§ **PROBLEM REQUIREMENTS**
Render as a numbered list, omitting blank lines, everything in the data from the line containing "of the white" down to the line containing "x=591 y=484", both lines included.

(Dataset entries)
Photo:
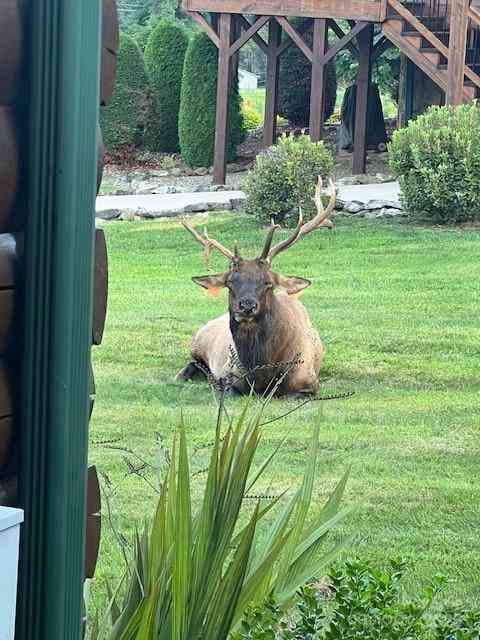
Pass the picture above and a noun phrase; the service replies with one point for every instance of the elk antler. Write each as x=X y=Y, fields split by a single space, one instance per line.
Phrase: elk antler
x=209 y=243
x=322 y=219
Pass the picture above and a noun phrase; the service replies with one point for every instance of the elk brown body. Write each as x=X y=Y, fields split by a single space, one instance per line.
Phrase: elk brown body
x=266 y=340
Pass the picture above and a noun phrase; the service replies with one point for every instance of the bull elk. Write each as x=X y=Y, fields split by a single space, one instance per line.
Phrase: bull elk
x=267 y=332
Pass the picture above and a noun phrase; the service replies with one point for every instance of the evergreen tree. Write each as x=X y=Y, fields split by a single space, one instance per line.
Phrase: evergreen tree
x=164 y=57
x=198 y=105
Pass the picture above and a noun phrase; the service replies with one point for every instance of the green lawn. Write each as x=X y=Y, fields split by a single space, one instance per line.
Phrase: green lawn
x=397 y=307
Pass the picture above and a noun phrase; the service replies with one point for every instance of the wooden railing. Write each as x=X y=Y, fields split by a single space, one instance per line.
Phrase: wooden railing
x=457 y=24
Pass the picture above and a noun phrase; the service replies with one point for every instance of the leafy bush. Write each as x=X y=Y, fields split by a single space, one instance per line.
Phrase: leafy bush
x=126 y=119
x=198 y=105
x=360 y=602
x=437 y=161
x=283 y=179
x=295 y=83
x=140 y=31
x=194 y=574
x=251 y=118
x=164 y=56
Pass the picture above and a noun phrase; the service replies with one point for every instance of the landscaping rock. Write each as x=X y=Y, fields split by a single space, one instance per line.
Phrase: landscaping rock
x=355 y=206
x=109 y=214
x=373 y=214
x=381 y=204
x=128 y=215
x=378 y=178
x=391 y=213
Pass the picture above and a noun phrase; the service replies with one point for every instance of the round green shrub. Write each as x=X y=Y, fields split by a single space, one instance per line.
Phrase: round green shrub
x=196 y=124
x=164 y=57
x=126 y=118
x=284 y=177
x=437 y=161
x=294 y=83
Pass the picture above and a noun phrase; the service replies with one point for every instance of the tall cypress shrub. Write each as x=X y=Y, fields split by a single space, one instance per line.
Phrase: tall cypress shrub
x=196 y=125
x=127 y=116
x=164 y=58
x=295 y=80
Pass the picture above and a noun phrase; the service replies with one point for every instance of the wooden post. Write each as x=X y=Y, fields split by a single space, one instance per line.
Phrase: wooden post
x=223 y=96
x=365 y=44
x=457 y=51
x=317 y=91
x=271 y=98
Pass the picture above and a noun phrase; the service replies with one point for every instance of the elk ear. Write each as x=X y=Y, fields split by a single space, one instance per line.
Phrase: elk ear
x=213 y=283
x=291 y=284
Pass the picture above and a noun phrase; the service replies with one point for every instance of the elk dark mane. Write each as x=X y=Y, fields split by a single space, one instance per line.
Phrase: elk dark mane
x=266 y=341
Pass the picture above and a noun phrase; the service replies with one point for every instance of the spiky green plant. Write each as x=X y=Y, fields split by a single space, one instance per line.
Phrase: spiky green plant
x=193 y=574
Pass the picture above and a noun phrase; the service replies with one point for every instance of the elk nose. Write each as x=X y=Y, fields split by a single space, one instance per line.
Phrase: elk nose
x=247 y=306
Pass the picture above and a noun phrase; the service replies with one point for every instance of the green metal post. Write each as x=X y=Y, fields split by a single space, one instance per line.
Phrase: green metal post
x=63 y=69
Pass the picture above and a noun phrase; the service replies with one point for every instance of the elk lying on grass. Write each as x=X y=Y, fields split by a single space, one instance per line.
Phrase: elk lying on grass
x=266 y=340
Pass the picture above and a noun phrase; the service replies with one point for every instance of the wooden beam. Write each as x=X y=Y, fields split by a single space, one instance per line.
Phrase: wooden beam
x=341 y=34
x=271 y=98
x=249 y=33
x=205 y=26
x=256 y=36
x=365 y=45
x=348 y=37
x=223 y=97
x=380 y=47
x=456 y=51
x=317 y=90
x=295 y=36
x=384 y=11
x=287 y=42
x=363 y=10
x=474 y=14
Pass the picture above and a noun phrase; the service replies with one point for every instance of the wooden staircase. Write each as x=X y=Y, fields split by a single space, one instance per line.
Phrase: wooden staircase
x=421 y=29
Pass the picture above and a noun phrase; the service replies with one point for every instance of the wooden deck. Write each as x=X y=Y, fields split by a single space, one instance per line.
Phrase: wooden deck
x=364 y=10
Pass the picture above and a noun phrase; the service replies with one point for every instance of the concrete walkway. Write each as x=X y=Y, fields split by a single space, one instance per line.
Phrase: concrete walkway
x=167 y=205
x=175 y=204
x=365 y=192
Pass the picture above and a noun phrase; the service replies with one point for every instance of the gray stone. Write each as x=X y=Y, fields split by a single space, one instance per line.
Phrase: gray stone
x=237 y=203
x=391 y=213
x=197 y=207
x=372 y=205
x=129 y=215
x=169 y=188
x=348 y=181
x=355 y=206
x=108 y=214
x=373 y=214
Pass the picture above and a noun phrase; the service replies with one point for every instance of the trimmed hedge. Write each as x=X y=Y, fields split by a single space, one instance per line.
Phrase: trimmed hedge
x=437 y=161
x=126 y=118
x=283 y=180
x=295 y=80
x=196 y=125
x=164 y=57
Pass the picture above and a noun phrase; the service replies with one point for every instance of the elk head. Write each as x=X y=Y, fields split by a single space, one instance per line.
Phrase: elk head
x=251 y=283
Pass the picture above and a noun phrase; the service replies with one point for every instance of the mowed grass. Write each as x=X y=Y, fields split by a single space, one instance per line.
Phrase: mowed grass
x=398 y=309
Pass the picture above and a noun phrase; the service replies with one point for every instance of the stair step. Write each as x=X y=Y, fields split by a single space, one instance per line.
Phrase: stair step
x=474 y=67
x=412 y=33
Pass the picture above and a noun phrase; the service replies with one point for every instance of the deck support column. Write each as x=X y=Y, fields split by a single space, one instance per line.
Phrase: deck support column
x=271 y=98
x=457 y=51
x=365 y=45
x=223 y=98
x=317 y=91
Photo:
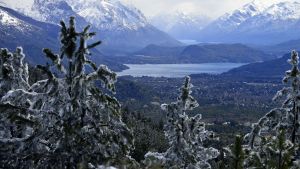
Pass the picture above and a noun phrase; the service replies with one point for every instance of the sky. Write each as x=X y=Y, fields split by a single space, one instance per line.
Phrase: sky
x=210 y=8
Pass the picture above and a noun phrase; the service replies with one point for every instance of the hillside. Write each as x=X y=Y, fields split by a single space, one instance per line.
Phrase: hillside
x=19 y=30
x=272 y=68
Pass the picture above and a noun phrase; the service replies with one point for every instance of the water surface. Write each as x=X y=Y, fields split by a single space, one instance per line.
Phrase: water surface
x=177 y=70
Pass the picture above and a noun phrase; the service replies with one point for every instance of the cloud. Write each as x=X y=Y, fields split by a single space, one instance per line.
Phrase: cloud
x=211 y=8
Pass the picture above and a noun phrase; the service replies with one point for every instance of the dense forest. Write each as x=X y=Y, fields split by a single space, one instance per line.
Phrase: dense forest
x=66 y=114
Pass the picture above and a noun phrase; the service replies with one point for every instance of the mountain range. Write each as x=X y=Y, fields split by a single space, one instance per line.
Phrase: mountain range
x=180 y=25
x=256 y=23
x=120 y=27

--

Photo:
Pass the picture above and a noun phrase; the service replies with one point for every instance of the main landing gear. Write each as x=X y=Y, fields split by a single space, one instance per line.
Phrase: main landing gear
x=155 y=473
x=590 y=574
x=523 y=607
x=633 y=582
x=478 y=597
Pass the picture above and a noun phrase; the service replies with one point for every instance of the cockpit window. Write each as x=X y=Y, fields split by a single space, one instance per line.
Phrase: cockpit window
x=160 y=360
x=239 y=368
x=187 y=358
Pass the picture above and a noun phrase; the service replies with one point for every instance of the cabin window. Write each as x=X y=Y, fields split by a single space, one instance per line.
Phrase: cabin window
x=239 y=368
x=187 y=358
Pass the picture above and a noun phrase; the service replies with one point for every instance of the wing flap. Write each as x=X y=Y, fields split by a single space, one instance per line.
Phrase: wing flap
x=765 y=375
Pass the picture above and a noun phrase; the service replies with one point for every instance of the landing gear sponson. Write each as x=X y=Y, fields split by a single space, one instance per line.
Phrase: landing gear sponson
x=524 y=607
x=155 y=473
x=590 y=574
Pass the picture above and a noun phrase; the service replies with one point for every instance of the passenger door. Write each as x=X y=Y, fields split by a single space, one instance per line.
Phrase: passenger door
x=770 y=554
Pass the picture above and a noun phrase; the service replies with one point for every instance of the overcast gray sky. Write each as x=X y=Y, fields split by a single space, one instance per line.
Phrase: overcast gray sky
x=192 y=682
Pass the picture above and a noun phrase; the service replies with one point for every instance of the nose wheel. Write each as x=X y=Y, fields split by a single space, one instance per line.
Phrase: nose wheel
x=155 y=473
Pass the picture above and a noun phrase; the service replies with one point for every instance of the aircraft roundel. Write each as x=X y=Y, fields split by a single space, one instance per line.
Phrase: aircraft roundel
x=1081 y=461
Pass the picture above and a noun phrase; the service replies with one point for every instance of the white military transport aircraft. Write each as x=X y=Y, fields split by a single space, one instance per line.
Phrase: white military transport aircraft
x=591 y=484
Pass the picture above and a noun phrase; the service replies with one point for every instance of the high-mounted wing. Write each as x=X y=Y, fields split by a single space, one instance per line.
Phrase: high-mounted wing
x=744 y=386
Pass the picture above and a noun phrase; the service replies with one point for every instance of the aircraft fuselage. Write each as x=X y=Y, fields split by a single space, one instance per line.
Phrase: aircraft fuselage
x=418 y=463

§ **EXERCISE SOLUTION**
1. Pass the picture above and a noun phrase; the service replies with one point for every instance of the white military transport aircraft. Write each as x=X y=Y, fields split by a single space, one instance per line.
2. Phrase: white military transport aircraft
3. x=591 y=484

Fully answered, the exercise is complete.